§ **Arbeitsanweisung**: Entnimm dem Text zur Vereinsgeschichte wortgetreu die Passage, die bei den Worten „Ein herausragender Turner“ einsetzt und nach „und gewissenhafter Sportfreund.“ endet.

§ **Dokument**:
Als Kassenprüfer waren über mehrere Jahre tätig: Fritz Meine (Kusey), Ernst Lüders (Kusey) und Richard Eggert (Kusey).
Nach der Vereinsgründung und Konstituierung des Vorstandes waren viele organisatorische Aufgaben zu erledigen. Da man 1919 zunächst mit dem Turnen begann, mussten Turngeräte wie Barren, Bock, Reck und Matten gekauft werden. Die Turnabende, einmal wöchentlich fanden auf dem Saal statt, im jährlichen Wechsel bei Fritz Wiechmann (Köbbelitz), der heutige „Braune Hirsch“, Adolf Bammel (Kusey) und Adolf Dobberkau (Lupitz). So wechselten also mit den Gastwirtschaften auch die Vereinslokale.
Ein herausragender Turner war Fritz Fricke (geb. 1913), der 1930 mit 17 Jahren Mitglied des TSVK wurde und schon 1934 die Auszeichnung „bester Volksturner“ im Verein zentral hielt. Fritz Fricke war später auch zahlreiche Jahre in der 1. Fußballmannschaft tätig und von 1960 bis 1964 Vorsitzender des Sportvereins. Er war ein kameradschaftlicher, ehrgeiziger und gewissenhafter Sportfreund.

§ **Bereitgestellte Daten**:
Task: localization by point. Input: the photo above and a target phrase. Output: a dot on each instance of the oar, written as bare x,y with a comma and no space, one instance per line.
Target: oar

§ **Ergebnis**:
Ein herausragender Turner war Fritz Fricke (geb. 1913), der 1930 mit 17 Jahren Mitglied des TSVK wurde und schon 1934 die Auszeichnung „bester Volksturner“ im Verein zentral hielt. Fritz Fricke war später auch zahlreiche Jahre in der 1. Fußballmannschaft tätig und von 1960 bis 1964 Vorsitzender des Sportvereins. Er war ein kameradschaftlicher, ehrgeiziger und gewissenhafter Sportfreund.